### QUESITO SCRITTO 1
Rispondi a queste domande sul testo:
(a) Quanti anni erano passati dal primo lancio riuscito di SpaceX verso le orbite al giorno della presentazione della Starship?
(b) Come si chiamava il primo lanciatore dell'azienda?
(c) Quante missioni sono state realizzate da allora, e con quale media all'anno?

UNA DATA SIGNIFICATIVA

Intanto, Musk si gode i riflettori di una presentazione in pieno stile SpaceX, con tinte hollywoodiane, sonorità e scenografie che hanno ormai rivoluzionato lo stile classico della corsa allo Spazio. Tra l’altro, il disvelamento della Starship è avvenuto in un giorno particolarmente simbolico, a undici anni esatti dal primo lancio di successo realizzato da SpaceX verso le orbite. Era il Falcon 1, primo lanciatore dell’azienda poi ritirato e sostituito da Falcon 9 e Falcon Heavy. Da allora, sono state realizzate 77 missioni, con una media di sette all’anno e un incremento pressoché costante di capacità di propulsione e riutilizzo dei veicoli.

### DATI DELL'ESERCIZIO
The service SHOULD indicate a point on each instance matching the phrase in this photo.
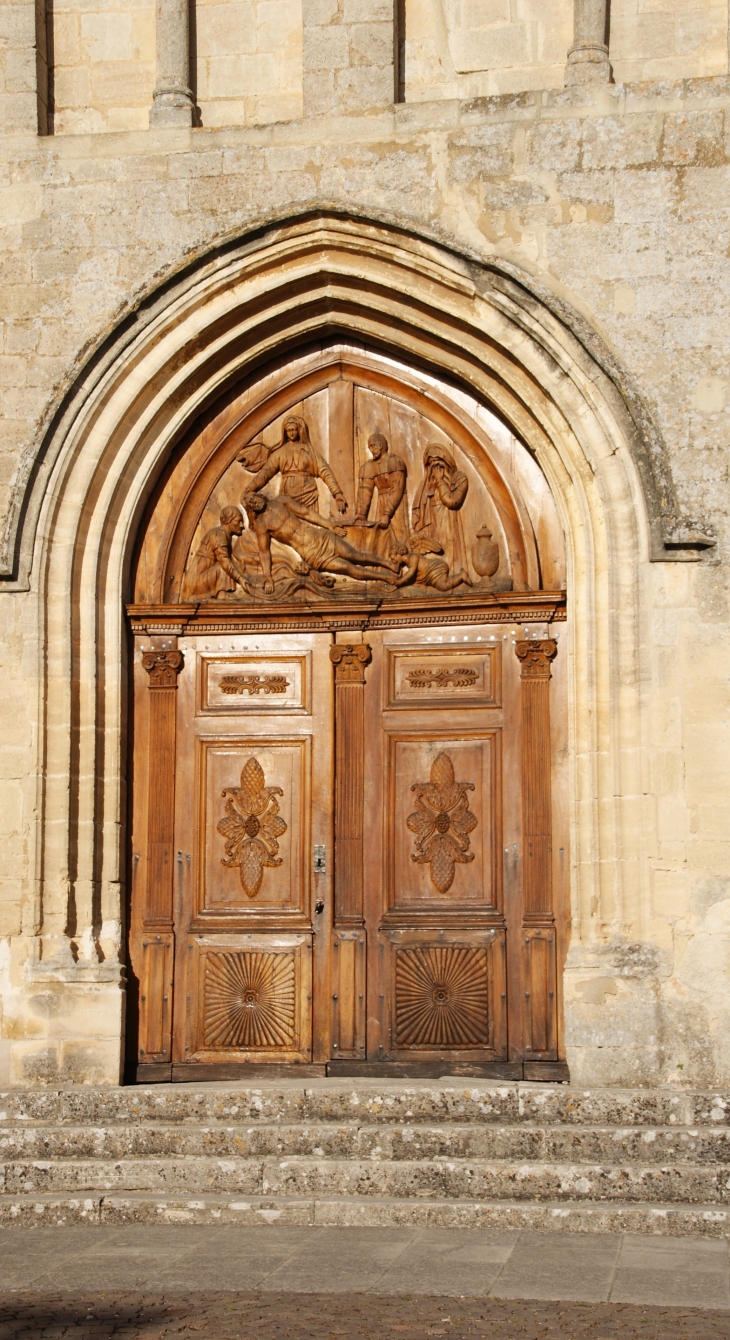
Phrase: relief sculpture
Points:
(318, 542)
(287, 550)
(437, 505)
(299, 465)
(212, 571)
(385, 475)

### QUESITO SCRITTO 2
Nei record, sostituisci "relief sculpture" con "carved panel" e riscrivi tutte le righe, lasciando invariato il resto. Non includere le immagini.

### RISPOSTA CORRETTA 1
(a) Undici anni esatti.
(b) Falcon 1.
(c) 77 missioni, con una media di sette all'anno.

### RISPOSTA CORRETTA 2
The service SHOULD indicate a point on each instance matching the phrase in this photo.
Phrase: carved panel
Points:
(318, 542)
(287, 550)
(437, 505)
(299, 465)
(212, 571)
(385, 475)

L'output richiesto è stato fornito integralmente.